⟨
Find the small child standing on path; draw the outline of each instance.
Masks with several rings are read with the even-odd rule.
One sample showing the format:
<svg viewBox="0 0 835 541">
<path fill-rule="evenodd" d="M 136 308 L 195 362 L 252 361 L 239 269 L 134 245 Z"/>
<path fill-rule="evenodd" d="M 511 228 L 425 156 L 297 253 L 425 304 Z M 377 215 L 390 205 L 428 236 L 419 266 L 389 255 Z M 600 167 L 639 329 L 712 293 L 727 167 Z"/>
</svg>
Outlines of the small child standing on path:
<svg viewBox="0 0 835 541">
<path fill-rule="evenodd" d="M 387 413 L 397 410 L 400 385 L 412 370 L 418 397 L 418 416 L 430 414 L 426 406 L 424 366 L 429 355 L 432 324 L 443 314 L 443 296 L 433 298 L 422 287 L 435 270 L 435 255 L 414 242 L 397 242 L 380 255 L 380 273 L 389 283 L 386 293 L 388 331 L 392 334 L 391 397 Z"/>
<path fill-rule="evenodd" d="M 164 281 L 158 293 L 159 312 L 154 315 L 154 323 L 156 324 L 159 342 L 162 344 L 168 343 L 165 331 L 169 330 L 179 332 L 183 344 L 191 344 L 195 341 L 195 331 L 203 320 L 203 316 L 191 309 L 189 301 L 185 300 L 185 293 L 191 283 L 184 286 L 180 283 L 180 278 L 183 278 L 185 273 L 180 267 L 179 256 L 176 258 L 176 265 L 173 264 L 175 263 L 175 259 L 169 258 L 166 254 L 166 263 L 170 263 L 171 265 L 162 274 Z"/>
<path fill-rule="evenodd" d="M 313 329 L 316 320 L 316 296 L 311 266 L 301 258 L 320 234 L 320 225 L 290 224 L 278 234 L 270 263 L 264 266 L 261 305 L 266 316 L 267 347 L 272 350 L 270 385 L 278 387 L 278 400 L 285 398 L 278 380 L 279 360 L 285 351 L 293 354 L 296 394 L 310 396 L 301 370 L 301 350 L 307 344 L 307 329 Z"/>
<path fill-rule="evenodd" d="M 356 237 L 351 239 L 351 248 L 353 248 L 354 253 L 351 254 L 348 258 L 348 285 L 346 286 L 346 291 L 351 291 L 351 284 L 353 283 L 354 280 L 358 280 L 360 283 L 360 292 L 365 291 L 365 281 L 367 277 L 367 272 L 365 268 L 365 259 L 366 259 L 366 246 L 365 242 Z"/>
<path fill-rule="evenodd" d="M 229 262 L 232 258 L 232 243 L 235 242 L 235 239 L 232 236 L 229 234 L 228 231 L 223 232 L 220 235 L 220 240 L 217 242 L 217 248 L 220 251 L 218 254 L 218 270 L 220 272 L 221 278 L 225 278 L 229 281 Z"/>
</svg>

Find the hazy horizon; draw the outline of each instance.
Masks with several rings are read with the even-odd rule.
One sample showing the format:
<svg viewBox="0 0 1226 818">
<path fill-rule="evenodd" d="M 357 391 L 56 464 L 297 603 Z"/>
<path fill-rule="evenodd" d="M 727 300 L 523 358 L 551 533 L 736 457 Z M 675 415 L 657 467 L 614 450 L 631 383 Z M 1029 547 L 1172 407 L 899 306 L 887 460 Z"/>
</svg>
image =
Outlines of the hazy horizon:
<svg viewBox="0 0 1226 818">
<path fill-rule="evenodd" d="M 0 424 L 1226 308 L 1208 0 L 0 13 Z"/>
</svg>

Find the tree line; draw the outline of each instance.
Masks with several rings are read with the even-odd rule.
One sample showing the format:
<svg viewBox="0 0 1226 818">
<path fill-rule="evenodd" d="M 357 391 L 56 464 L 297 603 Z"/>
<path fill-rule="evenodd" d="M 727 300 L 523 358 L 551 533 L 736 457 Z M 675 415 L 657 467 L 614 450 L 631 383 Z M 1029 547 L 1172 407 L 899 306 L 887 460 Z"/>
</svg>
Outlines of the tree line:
⟩
EXERCISE BRIEF: Copy out the part of the records above that opens with the line containing "Find the hazy" and continues through the end of the records, reproducing every line verbatim.

EXERCISE ANSWER:
Find the hazy horizon; draw the outline of each instance.
Masks with several rings are read with the even-odd rule.
One sample showing the format:
<svg viewBox="0 0 1226 818">
<path fill-rule="evenodd" d="M 357 391 L 56 464 L 297 603 Z"/>
<path fill-rule="evenodd" d="M 727 300 L 523 358 L 551 533 L 736 457 Z M 675 415 L 657 467 L 614 450 L 631 383 Z M 1029 547 L 1172 407 L 899 306 L 887 460 Z"/>
</svg>
image =
Outlines of the hazy horizon:
<svg viewBox="0 0 1226 818">
<path fill-rule="evenodd" d="M 0 424 L 1226 308 L 1208 0 L 0 13 Z"/>
</svg>

Find the tree line; draw the outline of each instance.
Masks with several rings are read with the even-odd rule.
One sample showing the format:
<svg viewBox="0 0 1226 818">
<path fill-rule="evenodd" d="M 357 391 L 56 464 L 297 603 Z"/>
<path fill-rule="evenodd" d="M 727 300 L 523 358 L 551 533 L 736 457 Z M 675 415 L 657 467 L 614 450 L 631 383 Z M 1029 547 L 1172 407 L 899 306 L 887 460 Z"/>
</svg>
Outlines of the tree line:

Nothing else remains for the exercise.